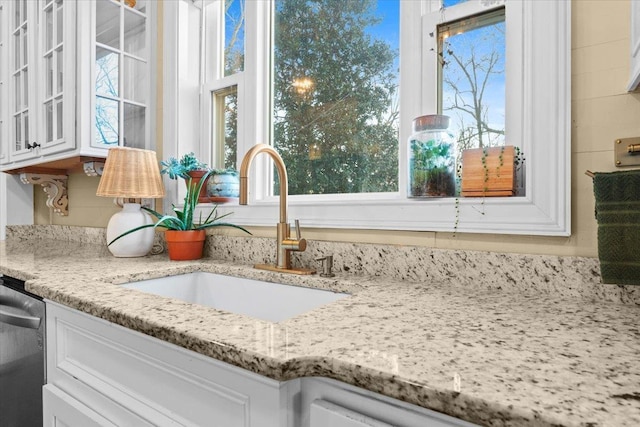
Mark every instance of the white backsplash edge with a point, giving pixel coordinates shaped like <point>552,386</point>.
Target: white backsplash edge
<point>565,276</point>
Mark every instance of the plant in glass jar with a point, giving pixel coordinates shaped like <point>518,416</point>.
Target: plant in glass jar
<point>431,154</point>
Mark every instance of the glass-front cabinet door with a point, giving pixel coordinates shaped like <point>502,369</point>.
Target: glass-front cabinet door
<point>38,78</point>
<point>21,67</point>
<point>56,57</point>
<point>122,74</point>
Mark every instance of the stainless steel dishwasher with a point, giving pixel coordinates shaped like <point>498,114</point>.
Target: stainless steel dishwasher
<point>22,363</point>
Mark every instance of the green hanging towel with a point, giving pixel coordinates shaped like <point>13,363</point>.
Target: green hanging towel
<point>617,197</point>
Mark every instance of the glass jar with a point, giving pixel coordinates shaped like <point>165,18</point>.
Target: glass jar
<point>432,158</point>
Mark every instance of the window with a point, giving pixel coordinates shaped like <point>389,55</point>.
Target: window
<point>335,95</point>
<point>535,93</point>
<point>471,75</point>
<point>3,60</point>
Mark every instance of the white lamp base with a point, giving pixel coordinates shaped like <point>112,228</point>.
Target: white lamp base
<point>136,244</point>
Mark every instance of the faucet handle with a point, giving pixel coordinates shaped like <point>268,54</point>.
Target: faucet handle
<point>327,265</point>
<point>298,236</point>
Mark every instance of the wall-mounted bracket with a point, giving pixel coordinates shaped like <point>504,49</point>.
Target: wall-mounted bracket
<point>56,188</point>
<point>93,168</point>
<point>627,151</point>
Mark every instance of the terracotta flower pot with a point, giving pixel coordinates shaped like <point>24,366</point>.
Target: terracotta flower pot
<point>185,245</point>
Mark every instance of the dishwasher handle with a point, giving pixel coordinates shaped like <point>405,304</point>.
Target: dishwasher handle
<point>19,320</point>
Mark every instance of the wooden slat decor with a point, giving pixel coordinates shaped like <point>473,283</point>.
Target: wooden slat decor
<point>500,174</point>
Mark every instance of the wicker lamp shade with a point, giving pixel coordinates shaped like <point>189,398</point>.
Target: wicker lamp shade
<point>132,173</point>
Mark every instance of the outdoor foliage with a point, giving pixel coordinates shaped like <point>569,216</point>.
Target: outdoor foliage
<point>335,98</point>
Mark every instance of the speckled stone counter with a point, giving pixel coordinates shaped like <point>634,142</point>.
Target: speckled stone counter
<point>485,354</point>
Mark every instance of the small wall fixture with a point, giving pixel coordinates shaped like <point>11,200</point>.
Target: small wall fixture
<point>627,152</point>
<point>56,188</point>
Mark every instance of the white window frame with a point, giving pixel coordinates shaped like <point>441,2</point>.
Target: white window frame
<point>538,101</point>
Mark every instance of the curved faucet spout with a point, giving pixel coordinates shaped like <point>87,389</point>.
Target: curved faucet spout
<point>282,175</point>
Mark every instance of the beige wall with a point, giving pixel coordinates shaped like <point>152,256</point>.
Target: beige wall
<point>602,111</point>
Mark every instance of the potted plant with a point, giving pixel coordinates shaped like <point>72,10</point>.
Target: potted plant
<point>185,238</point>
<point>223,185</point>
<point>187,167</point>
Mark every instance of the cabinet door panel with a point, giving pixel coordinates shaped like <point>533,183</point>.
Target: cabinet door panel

+---+

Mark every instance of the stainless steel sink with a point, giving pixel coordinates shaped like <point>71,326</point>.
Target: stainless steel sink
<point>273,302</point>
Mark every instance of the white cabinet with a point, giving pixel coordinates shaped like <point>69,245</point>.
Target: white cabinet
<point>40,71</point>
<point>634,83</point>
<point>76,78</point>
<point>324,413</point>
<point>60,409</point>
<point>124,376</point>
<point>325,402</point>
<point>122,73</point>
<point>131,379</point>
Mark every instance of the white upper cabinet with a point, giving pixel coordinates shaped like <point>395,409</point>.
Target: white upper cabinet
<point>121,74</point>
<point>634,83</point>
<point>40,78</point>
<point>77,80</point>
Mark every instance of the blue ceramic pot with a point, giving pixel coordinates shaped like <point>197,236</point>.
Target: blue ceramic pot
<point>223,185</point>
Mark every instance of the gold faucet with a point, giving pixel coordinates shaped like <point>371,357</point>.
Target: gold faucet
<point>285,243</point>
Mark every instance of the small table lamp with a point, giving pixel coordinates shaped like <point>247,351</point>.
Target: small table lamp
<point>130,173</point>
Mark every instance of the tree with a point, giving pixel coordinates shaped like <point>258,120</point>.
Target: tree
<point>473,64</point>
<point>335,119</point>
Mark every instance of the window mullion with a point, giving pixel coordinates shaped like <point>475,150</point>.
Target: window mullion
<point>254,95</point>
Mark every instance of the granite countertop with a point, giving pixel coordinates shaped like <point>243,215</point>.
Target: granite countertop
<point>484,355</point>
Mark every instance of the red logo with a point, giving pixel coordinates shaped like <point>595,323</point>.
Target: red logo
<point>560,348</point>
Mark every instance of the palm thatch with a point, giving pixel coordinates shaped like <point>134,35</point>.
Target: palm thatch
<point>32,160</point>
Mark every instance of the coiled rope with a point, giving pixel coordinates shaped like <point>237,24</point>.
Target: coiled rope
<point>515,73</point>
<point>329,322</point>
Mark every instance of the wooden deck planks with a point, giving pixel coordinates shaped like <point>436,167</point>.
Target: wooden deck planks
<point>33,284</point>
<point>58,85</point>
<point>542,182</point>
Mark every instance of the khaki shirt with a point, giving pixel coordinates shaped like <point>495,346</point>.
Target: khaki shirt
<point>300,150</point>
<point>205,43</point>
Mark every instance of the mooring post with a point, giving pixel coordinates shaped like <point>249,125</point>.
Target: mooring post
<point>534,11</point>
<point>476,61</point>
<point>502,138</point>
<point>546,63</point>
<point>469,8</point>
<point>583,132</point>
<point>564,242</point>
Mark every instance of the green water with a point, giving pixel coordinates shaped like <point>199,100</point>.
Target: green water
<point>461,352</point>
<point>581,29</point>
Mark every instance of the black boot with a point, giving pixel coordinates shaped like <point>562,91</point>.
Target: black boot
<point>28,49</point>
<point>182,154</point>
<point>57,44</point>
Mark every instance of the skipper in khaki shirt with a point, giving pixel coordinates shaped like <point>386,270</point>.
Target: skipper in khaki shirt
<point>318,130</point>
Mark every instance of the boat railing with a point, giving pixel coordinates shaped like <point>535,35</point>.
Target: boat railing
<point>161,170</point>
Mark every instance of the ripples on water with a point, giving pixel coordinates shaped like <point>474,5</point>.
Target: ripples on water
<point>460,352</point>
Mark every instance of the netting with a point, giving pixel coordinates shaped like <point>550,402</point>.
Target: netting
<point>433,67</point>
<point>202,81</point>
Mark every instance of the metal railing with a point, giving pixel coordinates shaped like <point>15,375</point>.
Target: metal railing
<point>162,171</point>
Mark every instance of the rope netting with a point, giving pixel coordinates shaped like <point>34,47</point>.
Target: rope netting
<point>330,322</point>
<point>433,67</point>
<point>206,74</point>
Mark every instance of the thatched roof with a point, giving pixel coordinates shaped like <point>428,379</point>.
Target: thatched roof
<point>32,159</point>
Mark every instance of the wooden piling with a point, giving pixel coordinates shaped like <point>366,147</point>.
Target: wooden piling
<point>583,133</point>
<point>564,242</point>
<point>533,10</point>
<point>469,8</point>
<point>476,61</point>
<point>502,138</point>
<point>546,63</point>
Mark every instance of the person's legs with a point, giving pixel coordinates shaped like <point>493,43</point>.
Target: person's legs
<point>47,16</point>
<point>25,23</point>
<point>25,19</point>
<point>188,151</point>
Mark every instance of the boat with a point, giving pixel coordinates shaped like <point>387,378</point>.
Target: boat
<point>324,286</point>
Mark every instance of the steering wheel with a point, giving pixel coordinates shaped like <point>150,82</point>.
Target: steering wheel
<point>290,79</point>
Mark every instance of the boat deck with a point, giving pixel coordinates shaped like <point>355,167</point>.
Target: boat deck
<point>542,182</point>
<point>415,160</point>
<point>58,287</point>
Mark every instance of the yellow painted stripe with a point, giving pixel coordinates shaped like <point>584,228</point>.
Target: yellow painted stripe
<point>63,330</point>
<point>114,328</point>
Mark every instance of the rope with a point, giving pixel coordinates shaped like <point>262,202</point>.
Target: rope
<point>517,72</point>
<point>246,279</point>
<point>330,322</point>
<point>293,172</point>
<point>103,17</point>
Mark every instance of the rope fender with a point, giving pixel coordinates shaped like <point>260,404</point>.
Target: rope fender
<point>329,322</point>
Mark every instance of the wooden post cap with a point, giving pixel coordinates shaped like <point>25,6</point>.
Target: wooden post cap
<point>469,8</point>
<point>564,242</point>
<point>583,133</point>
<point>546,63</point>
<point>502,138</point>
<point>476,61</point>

+---+

▶ Description of the task:
Reproduce only the lines above spanning from the line containing "Mark every instance of the stainless steel sink" through the line containing "Mark every instance of the white cabinet", word for word.

▶ Written solution:
Mark every instance of the stainless steel sink with a point, giving pixel coordinates shaped like <point>71,326</point>.
Target: stainless steel sink
<point>273,302</point>
Mark every instance of the white cabinet with a point, giving pixel coordinates shaped like <point>69,245</point>.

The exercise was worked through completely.